Your goal | Your copy must hold every line of the records word for word. It must hold no pictures.

Extracted data |

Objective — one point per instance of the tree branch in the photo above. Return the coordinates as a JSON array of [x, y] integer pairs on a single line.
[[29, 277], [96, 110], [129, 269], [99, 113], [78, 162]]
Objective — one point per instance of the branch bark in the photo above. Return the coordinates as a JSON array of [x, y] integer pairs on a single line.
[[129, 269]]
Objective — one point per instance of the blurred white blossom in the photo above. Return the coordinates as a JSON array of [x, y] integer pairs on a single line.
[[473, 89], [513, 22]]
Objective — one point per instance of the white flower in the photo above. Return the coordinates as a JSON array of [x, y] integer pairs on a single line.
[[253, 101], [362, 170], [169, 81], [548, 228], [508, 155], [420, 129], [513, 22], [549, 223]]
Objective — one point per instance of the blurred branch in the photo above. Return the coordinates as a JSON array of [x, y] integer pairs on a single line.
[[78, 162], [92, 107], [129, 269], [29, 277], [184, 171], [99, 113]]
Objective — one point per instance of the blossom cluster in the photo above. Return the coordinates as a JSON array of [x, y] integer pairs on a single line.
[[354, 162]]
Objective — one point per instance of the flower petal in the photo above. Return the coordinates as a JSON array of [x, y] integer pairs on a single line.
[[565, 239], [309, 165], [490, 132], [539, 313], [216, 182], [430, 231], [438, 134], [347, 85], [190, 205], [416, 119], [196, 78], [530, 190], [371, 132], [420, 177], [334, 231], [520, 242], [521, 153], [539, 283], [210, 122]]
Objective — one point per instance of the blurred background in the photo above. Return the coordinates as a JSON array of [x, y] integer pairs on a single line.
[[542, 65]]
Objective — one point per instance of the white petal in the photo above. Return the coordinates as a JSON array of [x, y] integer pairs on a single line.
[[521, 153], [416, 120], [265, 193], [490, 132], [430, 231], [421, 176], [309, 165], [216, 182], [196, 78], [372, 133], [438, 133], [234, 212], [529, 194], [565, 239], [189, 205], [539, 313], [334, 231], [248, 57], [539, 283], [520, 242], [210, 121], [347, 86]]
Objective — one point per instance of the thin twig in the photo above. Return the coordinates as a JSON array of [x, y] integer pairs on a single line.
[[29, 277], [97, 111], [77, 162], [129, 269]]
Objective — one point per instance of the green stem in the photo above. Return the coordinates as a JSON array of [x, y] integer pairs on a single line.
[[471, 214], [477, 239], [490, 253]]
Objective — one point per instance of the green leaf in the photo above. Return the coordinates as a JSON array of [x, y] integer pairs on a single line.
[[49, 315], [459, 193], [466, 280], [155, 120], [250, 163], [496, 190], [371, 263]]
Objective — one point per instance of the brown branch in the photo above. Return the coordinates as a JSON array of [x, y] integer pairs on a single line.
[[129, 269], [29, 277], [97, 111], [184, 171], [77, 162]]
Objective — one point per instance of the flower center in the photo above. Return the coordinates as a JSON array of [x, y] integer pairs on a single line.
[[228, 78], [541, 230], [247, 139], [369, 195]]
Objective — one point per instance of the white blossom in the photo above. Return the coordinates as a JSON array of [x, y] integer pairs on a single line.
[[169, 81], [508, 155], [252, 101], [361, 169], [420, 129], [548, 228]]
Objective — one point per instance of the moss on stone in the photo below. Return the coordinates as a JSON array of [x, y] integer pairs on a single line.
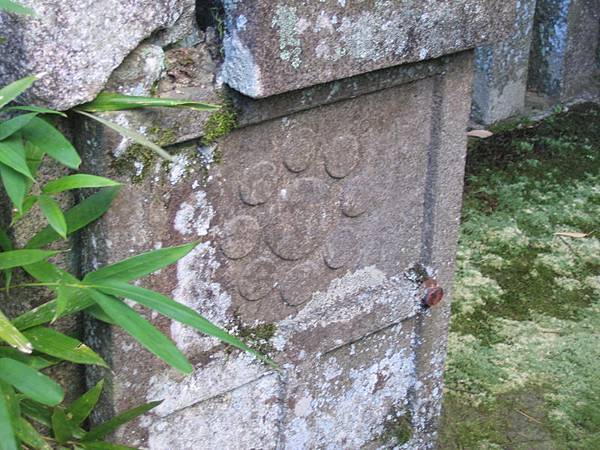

Response to the task |
Objective — one point per instance of the tree branch in the photo above. Return the coordinates as a JSON array of [x, y] integer pairs on a single line.
[[29, 277], [96, 110], [129, 269], [99, 113], [78, 162]]
Objective — one point per instance of the branch bark in the photo above. Return the coordinates as a JSON array of [x, y] integer pairs on a single line.
[[129, 269]]
Objective — one point per instance of the blurred white blossom in the photo above. Return the coordinates as a JSON array of [x, y] integer pairs on a single line.
[[473, 89], [513, 22]]
Objective — one point per instance of the white flower in the photo above. Return the coordinates as a JSON array of [x, y] integer pairs on a single line.
[[253, 101], [362, 170], [169, 81], [548, 228], [508, 155], [420, 129], [513, 22], [549, 223]]
Objective — one point per instance of the blurred branch in the photo above. Return the coordinates as a JSON array of [x, y] integer pairs on a single line.
[[78, 162], [92, 107], [129, 269], [29, 277], [184, 171], [99, 113]]
Objective — one point per instance of the blossom cluster in the photo above. Return the coordinates as a JSON array of [x, y] integer pairs on a single line.
[[354, 162]]
Objective — one point per instance of the flower petal in the photo above. Return the coordinates as a JSON array of [x, y] integer pairs on a single line.
[[565, 239], [309, 165], [490, 132], [539, 313], [216, 182], [430, 231], [438, 134], [347, 85], [190, 205], [416, 119], [196, 78], [530, 190], [371, 132], [420, 177], [334, 231], [520, 242], [521, 153], [539, 283], [210, 122]]
Objective — one point per instance of the blurred background in the photo above. Return the coordinates as a JSON array of [x, y] integer pairs on a single line.
[[542, 65]]
Objective — one point per instance of the white petal in the photo above. Return the coordinates as a JSON array of [x, y] integer pairs on a single line.
[[521, 153], [416, 120], [265, 193], [490, 132], [430, 231], [421, 176], [309, 165], [216, 182], [196, 78], [372, 133], [438, 133], [234, 212], [529, 194], [565, 239], [189, 205], [539, 313], [334, 231], [248, 57], [539, 283], [520, 242], [210, 121], [347, 86]]
Objective — one point per instance of the thin twig in the photo above. Return the coordinates as a JSON array of [x, y] integer pairs on a single line.
[[29, 277], [97, 111], [77, 162], [129, 269]]
Objective — one point per instance of the green stem in the photo above. Return the coordinates as a JSON array of [x, y] integer pairs on a single line.
[[471, 214], [477, 239], [490, 253]]
Objective — one point per instance of the green leaf in the photo above. Return the coordinates as a JSON array of [x, y] integer pairs on a single line.
[[49, 315], [459, 193], [466, 280], [155, 120], [250, 163], [496, 190], [371, 263]]
Objective — one point per instance of the brown branch in the photo above. Return the coordinates as a JSON array of [x, y] integer pairs on a single line.
[[129, 269], [29, 277], [97, 111], [184, 171], [77, 162]]
Objective — one point per instance of the flower center in the photo above. Return the coordinates as a JSON array of [x, y] integer pairs on a single line.
[[228, 78], [541, 230], [247, 139], [369, 195]]
Objective — one point per instance of the white blossom in the photo above. Return the coordinates as a JSON array of [x, y] integer pairs on a single line.
[[169, 81], [508, 155], [252, 101], [361, 169], [420, 129], [548, 228]]
Objective — one point per instance of the moss on stone in the photo below. Return the coordinates as a JSON array of [x, y] integer pairs on a single line.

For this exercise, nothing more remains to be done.